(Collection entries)
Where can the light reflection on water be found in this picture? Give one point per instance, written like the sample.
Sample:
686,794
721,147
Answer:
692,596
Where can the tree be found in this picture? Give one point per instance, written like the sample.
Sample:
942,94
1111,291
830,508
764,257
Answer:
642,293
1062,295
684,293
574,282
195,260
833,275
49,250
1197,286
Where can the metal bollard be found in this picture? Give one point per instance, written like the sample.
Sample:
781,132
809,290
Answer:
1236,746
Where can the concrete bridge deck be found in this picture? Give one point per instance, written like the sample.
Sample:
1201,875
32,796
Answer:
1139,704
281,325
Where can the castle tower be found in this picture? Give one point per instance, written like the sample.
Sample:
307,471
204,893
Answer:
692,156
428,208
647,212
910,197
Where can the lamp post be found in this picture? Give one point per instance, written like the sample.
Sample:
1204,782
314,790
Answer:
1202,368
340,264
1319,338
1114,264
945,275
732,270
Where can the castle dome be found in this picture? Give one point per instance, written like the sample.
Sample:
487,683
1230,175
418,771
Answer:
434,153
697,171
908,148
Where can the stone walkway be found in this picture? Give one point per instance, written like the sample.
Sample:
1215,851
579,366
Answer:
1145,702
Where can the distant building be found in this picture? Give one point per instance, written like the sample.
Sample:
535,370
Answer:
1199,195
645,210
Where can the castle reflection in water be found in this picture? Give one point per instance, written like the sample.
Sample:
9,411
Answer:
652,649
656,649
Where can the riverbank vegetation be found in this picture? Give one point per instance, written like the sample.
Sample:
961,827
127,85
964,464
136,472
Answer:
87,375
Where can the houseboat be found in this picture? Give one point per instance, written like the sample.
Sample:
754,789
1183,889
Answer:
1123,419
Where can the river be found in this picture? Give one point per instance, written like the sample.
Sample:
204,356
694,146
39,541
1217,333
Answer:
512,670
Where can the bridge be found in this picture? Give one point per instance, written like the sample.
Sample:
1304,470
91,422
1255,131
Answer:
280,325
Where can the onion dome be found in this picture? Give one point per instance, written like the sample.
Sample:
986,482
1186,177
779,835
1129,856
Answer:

> [CHALLENGE]: Copy out the material above in its entirety. Every detail must match.

> [ANSWER BELOW]:
Where can the light reflection on water be found in this picture? Give one point per instance, written like the sample.
Sample:
686,794
721,147
Answer:
692,596
Where can the tree be found in this picture? Give one point per instance, written like the sample.
Sample:
942,94
1111,291
830,508
764,257
Answer:
642,293
1062,295
684,293
574,282
195,260
833,275
49,250
1197,286
Where can the metal bollard be found in this picture? Give one point per instance, written like the sample.
Sample:
781,132
809,290
Answer:
1236,746
Where can the concrete bridge deck be found in this picture? Give one point per instance, written like the sample.
Sample:
1201,875
32,796
Answer:
1139,704
281,325
Where can the castle tower be found in this picture? Give one point per instance, written like the sample.
Sample:
307,471
204,893
Answer:
692,156
428,208
647,212
910,197
Where can the lamp post be found in this picture? Give one point per instance, written like the sample.
Sample:
1204,782
314,790
Answer:
1202,368
340,264
1319,338
1114,264
945,275
732,270
Where can the castle dome be found in this picture? Give one point per instance, written like the sample.
Sample:
487,683
1230,175
418,771
Answer:
434,153
697,171
908,148
Where can the stone walkway be found in this picture? Give one point per instance, written like the sample.
Sample:
1215,851
579,366
Answer:
1145,702
Where can the distant building be found in this picture? Give one point per instance, written like the sample.
Sample:
535,370
Answer:
1199,195
645,210
Where can the castle reflection in water be found in this picture? Give one point per instance, written like the sample.
Sample:
9,411
Answer:
652,649
656,649
Where can the riverbank vegetation be found in this picture? Give one point per instance, written like the sample.
Sample:
961,827
127,85
964,464
136,472
Answer:
87,375
Where can the houseboat be found in this picture? Give one point per instance, written like the sample.
Sample:
754,789
1183,889
Answer:
1123,419
Where can the river be found in this picture? Give one point per instance, written like the sample.
Sample:
204,356
694,146
39,541
1217,333
Answer:
512,670
Where can the bridge be found in this picture? Give one point per instance, written like the sample.
Sample:
1304,470
91,422
1255,131
Answer:
280,325
Where can the onion dome be found in this picture? Give one point per instance, written like the sample.
Sample:
986,482
1186,177
779,835
1129,856
Answer:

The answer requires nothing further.